> **Fragmento seleccionado**:
※ ※ ※

Artículo publicado Arantza Rodríguez en el diario Deia el 28/08/2017
Qué tendrá el bicornio de pregonero que quien se lo coloca en la cabeza, si no acaba perdiéndola por momentos, al menos se transforma por nueve días en alguien más lanzado de lo habitual. Hasta el mismísimo José Ángel Iribar, todo un mito del fútbol que se define como “muy austero” a la hora de festejar, fue poseído por el influjo de Marijaia el año en que se enfundó la chaqueta amarilla. “Cuando fui pregonero, durante un acto que había dentro de las fiestas, que era la izada de bandera, tuve la osadía de cantar un verso, que no sé cómo salió, en el que intentaba repasar un poco los lugares más entrañables de Bilbao. Más que una locura, fue un atrevimiento”, reconoce, echando la vista atrás.

※ ※ ※

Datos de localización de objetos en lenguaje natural
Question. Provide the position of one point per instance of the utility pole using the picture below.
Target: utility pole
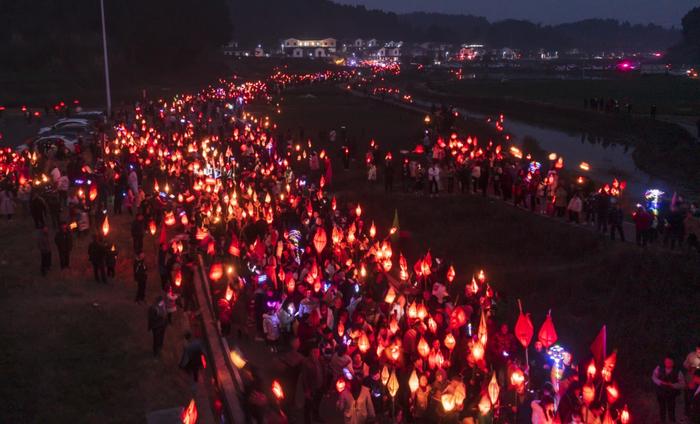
(104, 47)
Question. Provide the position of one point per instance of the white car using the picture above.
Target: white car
(63, 123)
(51, 142)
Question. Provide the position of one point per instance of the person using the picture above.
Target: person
(311, 378)
(575, 207)
(616, 218)
(356, 404)
(691, 365)
(157, 323)
(642, 225)
(97, 253)
(111, 260)
(44, 249)
(694, 407)
(669, 381)
(434, 178)
(137, 233)
(64, 244)
(192, 353)
(140, 275)
(7, 203)
(543, 410)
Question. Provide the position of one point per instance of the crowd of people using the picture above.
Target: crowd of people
(346, 317)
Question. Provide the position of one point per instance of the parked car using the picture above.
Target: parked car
(68, 122)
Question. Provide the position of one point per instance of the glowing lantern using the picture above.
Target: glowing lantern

※ ※ ※

Transcribe literalmente el fragmento del artículo sobre Iribar como pregonero, de "Artículo publicado Arantza" a "la vista atrás.".

> **Respuesta**:
Artículo publicado Arantza Rodríguez en el diario Deia el 28/08/2017
Qué tendrá el bicornio de pregonero que quien se lo coloca en la cabeza, si no acaba perdiéndola por momentos, al menos se transforma por nueve días en alguien más lanzado de lo habitual. Hasta el mismísimo José Ángel Iribar, todo un mito del fútbol que se define como “muy austero” a la hora de festejar, fue poseído por el influjo de Marijaia el año en que se enfundó la chaqueta amarilla. “Cuando fui pregonero, durante un acto que había dentro de las fiestas, que era la izada de bandera, tuve la osadía de cantar un verso, que no sé cómo salió, en el que intentaba repasar un poco los lugares más entrañables de Bilbao. Más que una locura, fue un atrevimiento”, reconoce, echando la vista atrás.